> _SOURCE EXTRACT_
- Opening Delimiter -

UC Berkeley now offers Data Science / Python course for free

Anything to do with the traditional world of get a degree, get a job as well as its alternatives
7Wannabe5
Posts: 9446
Joined: Fri Oct 18, 2013 9:03 am

Re: UC Berkeley now offers Data Science / Python course for free

Post by 7Wannabe5 »

I have been reading a lot of books on the topic of the history of science and innovation, and the interesting reality is that it can go either way. A tinkerer can construct a working model, such as first functional steam engine, which the scientists will later explain OR a mathematician can do some work which will be "lost" for 50 years, but when "found" becomes key to further development of entire functional economic era. etc. etc. For example, there was a minor 19th century problem concerning the gambling behavior of errant sons of the oligarchy- they believed they were guaranteed to eventually win if they continuously doubled down on their bets at roulette and similar games- which wasn't solved mathematically until around 1940, but the pursuit of a solution to this social or familial problem, which only could have existed under very specific economic conditions, led in good part to the mathematical structure of today's financial markets.

Also cross-pollination can lead to increased fertility of ideas. For instance, Claude Shannon's adviser convinced him to move sideways into different fields fairly early on. I am just making this up, but, for instance, maybe something interesting could develop if an engineer and a physicist and an AI skilled programmer overlapped their Venn Diagrams with an expert on deep sea lifeforms that rely on thermal vents for energy.

- Closing Delimiter -

> _PROVIDED RECORDS_
- Opening Delimiter -

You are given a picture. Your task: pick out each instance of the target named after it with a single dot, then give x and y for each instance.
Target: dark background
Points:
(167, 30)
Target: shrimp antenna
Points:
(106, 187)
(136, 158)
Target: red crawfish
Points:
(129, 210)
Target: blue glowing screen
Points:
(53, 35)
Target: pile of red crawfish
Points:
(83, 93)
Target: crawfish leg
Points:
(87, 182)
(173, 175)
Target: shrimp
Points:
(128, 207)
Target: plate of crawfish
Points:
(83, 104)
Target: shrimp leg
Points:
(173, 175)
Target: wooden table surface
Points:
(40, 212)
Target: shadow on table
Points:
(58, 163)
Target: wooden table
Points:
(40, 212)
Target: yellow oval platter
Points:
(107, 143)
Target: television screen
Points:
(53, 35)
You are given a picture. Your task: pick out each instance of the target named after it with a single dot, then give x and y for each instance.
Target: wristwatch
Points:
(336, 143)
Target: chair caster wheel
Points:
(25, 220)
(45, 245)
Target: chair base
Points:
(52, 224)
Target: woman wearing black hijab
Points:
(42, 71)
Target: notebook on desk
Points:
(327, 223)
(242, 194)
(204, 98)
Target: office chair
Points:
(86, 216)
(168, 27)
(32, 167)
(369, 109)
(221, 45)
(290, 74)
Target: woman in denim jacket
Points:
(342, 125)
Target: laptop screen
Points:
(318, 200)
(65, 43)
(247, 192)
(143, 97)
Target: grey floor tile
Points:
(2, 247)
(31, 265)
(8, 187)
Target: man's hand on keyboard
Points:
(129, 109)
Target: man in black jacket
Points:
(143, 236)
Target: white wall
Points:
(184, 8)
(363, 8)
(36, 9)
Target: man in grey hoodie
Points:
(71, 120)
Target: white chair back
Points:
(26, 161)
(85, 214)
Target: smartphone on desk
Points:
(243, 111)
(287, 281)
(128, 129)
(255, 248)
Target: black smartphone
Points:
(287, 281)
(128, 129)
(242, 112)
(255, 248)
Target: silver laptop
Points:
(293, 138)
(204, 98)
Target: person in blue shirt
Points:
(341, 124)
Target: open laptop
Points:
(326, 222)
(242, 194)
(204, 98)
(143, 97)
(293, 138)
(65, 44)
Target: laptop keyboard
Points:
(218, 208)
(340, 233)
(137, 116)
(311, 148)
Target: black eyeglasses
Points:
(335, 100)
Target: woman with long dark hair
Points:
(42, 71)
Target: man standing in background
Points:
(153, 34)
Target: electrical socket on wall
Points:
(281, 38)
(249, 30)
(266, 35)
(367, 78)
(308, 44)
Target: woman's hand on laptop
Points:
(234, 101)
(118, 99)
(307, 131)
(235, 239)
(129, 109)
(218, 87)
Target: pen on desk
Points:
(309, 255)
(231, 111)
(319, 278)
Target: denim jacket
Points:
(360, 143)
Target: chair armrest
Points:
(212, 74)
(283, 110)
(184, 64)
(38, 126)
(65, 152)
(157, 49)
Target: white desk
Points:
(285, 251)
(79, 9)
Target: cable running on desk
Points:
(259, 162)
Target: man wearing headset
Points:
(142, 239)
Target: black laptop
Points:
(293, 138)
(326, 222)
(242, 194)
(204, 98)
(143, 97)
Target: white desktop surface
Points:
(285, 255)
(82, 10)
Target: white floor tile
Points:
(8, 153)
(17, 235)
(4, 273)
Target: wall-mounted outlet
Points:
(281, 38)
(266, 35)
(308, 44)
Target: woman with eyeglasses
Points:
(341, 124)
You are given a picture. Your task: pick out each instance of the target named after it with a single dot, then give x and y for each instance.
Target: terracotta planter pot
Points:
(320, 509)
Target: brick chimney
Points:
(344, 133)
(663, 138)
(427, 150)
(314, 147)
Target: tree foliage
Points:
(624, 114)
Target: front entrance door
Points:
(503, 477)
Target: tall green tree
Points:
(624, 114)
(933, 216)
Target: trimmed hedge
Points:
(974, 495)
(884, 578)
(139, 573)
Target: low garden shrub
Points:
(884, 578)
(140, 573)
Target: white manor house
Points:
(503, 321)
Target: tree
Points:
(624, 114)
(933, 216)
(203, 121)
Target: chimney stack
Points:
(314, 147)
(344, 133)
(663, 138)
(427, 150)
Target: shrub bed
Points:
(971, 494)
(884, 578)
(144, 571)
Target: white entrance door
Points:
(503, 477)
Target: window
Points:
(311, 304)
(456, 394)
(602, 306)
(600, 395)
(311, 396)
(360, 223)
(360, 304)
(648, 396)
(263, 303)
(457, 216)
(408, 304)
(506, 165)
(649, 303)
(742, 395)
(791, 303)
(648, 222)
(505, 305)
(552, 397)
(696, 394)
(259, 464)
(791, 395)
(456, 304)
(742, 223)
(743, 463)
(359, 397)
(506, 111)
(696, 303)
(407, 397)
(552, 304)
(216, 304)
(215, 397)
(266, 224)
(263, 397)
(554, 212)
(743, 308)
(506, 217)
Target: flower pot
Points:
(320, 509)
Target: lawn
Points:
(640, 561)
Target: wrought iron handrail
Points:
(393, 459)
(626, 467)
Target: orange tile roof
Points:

- Closing Delimiter -

> _WHAT TO DO_
In the forum post:
(a) What did the errant sons of the oligarchy believe would happen if they kept doubling down on their bets at roulette?
(b) Around what year was that gambling problem solved mathematically?
(c) Who convinced Claude Shannon to move sideways into different fields early on?

> _ANSWER SPACE_
(a) They believed they were guaranteed to eventually win.
(b) Around 1940.
(c) His adviser.